Data entries:
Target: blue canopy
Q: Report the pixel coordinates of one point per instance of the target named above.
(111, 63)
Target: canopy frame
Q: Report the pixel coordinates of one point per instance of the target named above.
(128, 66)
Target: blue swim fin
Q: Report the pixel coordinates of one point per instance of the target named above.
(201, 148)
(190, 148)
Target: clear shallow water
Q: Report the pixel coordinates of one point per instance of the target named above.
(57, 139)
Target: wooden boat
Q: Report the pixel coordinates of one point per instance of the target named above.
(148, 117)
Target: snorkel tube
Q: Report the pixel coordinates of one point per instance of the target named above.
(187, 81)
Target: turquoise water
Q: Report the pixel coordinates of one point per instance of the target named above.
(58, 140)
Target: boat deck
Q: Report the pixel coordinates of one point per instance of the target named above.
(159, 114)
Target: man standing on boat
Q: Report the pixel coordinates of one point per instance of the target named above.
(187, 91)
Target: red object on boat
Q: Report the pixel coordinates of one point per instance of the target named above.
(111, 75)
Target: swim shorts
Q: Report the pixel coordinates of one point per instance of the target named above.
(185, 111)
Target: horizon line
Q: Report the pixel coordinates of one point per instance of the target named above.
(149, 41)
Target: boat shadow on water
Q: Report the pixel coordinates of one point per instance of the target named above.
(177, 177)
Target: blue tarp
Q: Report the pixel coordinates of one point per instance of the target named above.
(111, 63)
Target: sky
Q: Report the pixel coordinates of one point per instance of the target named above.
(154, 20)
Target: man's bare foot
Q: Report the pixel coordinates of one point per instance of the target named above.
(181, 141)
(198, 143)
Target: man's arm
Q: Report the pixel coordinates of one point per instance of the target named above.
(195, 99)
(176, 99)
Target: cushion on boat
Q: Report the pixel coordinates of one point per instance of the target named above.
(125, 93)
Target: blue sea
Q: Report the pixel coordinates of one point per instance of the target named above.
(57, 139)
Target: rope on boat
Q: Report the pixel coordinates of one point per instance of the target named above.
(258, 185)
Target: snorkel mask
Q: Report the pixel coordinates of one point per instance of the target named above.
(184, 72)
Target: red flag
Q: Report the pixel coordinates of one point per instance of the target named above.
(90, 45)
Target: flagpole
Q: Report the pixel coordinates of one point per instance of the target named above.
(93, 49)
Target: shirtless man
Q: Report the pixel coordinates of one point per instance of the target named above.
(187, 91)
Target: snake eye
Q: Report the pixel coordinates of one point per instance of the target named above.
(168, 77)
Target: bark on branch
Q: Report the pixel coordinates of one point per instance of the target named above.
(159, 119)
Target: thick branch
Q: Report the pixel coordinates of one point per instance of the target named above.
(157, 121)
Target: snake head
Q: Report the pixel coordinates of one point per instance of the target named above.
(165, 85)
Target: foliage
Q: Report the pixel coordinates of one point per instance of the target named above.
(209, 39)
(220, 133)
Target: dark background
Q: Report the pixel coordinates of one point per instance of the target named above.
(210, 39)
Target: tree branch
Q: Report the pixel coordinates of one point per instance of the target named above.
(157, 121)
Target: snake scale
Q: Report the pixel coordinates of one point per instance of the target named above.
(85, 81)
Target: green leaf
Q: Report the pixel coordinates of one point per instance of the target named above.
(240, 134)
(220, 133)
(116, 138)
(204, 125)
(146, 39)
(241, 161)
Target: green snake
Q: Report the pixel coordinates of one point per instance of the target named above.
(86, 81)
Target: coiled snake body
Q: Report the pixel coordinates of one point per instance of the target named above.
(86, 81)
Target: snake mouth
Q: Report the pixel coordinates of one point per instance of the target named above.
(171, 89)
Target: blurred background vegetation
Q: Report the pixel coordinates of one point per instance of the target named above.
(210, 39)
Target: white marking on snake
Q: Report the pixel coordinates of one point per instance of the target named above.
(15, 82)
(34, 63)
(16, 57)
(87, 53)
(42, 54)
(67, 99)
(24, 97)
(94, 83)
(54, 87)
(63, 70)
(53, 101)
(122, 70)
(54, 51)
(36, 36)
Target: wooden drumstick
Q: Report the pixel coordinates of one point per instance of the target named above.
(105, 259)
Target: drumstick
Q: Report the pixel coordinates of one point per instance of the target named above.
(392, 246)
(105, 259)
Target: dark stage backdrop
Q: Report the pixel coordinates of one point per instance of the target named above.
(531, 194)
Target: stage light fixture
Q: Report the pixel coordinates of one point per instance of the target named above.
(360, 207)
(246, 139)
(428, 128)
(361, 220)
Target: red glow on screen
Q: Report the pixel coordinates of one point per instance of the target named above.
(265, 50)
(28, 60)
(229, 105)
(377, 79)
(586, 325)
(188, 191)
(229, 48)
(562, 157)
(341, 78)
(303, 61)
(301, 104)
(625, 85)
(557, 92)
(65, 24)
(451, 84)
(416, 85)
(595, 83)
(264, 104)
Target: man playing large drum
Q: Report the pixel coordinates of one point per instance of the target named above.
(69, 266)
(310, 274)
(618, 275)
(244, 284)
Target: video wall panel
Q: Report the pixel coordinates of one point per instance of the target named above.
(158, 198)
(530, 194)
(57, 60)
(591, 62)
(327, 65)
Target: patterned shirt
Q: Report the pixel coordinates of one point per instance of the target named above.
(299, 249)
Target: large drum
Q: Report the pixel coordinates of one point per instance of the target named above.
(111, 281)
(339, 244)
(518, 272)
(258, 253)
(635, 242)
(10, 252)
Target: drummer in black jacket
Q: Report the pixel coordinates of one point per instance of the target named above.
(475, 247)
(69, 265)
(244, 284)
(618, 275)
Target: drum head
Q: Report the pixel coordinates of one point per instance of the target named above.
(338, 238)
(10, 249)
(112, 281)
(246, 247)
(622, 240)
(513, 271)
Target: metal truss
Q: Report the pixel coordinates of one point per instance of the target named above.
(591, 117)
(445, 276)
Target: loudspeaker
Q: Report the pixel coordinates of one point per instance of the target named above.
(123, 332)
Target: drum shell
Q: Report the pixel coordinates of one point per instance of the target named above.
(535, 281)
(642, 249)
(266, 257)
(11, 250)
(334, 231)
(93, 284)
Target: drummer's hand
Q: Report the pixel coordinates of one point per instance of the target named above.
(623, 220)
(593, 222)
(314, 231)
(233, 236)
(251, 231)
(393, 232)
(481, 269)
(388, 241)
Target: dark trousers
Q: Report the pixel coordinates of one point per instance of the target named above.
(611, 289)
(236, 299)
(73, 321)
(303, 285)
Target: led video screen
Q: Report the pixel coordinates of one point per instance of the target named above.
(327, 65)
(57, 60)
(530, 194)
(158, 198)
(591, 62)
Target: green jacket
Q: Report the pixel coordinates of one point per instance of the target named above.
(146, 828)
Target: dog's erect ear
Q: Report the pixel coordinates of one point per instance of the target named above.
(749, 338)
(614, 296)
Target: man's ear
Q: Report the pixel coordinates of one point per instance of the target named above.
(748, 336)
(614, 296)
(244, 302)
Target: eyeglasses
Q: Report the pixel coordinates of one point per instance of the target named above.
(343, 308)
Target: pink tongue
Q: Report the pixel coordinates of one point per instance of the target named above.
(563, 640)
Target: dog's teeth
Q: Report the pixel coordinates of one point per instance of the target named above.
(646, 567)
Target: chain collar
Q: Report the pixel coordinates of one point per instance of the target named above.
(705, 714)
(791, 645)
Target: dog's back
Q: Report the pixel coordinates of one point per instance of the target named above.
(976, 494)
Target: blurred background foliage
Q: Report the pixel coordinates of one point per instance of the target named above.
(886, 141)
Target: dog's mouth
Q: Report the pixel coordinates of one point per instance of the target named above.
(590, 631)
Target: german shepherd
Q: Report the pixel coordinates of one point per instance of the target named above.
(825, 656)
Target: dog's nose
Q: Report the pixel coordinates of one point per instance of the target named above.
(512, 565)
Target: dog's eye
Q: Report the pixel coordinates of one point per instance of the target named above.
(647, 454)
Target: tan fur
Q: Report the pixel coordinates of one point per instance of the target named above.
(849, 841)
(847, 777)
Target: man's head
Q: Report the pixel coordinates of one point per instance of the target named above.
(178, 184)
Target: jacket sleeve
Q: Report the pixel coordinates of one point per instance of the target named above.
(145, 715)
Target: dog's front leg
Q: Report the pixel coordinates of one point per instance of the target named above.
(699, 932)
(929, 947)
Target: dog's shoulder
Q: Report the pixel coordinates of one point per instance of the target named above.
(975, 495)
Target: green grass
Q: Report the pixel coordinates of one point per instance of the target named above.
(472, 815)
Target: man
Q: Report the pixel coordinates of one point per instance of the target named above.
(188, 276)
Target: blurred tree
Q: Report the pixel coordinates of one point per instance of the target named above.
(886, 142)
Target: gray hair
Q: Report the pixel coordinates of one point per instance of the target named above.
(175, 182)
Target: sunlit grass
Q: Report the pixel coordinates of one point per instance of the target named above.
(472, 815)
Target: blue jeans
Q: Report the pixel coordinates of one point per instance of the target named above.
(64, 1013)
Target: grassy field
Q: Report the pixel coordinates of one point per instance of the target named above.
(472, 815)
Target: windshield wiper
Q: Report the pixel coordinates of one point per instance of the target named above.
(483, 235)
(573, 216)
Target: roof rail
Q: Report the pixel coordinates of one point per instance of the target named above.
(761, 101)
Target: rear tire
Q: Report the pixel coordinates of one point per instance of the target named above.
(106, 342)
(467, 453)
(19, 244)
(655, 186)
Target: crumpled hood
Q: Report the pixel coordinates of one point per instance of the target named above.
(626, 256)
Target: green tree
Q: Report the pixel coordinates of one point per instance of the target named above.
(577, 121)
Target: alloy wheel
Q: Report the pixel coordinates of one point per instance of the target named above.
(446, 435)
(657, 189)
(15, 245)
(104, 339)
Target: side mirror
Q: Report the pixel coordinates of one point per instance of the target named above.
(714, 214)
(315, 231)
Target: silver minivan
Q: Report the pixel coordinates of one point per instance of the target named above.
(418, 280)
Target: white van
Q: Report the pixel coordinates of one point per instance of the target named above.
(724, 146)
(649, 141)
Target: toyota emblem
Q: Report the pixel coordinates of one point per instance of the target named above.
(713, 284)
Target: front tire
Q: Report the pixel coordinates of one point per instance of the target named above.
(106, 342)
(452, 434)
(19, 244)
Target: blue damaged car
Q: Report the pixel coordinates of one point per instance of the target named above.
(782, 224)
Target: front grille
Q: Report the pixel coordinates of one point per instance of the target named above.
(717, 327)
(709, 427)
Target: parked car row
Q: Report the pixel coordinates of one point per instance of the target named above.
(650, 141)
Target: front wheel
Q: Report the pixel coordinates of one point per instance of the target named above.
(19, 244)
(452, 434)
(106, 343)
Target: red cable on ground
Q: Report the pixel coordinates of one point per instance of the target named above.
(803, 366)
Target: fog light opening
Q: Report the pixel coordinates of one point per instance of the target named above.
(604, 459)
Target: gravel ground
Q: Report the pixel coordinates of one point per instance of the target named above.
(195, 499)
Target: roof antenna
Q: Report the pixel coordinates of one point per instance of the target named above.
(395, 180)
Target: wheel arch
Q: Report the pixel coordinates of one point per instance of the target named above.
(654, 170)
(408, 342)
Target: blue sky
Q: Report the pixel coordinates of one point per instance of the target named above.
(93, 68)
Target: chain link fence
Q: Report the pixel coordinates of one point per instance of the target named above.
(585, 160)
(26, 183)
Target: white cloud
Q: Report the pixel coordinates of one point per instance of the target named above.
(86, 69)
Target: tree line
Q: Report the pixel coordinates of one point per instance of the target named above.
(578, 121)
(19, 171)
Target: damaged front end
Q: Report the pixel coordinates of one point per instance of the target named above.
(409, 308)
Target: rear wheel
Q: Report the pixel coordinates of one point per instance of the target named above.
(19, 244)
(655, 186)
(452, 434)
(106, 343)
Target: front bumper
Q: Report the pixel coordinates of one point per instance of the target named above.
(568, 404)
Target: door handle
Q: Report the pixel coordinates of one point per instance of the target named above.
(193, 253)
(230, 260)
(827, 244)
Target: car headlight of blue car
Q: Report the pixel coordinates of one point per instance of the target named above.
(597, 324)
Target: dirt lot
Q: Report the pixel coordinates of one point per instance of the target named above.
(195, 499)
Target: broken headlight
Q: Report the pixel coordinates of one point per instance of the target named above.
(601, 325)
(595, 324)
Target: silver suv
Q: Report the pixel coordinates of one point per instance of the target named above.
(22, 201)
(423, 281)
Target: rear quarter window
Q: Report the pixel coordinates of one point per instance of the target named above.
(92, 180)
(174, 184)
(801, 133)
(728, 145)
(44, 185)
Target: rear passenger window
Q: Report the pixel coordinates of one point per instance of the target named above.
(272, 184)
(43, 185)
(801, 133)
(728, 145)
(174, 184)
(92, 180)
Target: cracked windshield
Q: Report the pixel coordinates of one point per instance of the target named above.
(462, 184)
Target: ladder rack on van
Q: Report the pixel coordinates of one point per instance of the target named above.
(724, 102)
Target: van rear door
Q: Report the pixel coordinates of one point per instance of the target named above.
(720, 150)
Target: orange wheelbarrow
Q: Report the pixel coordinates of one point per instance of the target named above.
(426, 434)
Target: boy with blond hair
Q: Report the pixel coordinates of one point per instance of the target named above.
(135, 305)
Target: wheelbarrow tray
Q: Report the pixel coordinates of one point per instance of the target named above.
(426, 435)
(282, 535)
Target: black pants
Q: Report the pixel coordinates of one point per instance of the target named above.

### WRITTEN TASK
Lines from the one containing "Target: cracked windshield" through the final line are to be given again verbatim, with nothing before or after.

### EXERCISE RESPONSE
Target: cracked windshield
Q: Report the pixel coordinates of one point per instance of the target named above.
(462, 184)
Target: ladder rack on van
Q: Report the pixel coordinates of one point per instance of the target named above.
(724, 102)
Target: van rear door
Q: Report the pixel coordinates of one point per instance of the target named above.
(720, 150)
Target: orange wheelbarrow
Q: Report the pixel coordinates of one point per instance of the target named above.
(426, 434)
Target: boy with blond hair
Q: Report the pixel coordinates of one point per instance of the target named above.
(135, 305)
Target: wheelbarrow tray
Q: Report the pixel coordinates of one point per instance of the target named above.
(426, 435)
(282, 535)
Target: black pants
Q: Report the pixel coordinates of one point per instance of the target named above.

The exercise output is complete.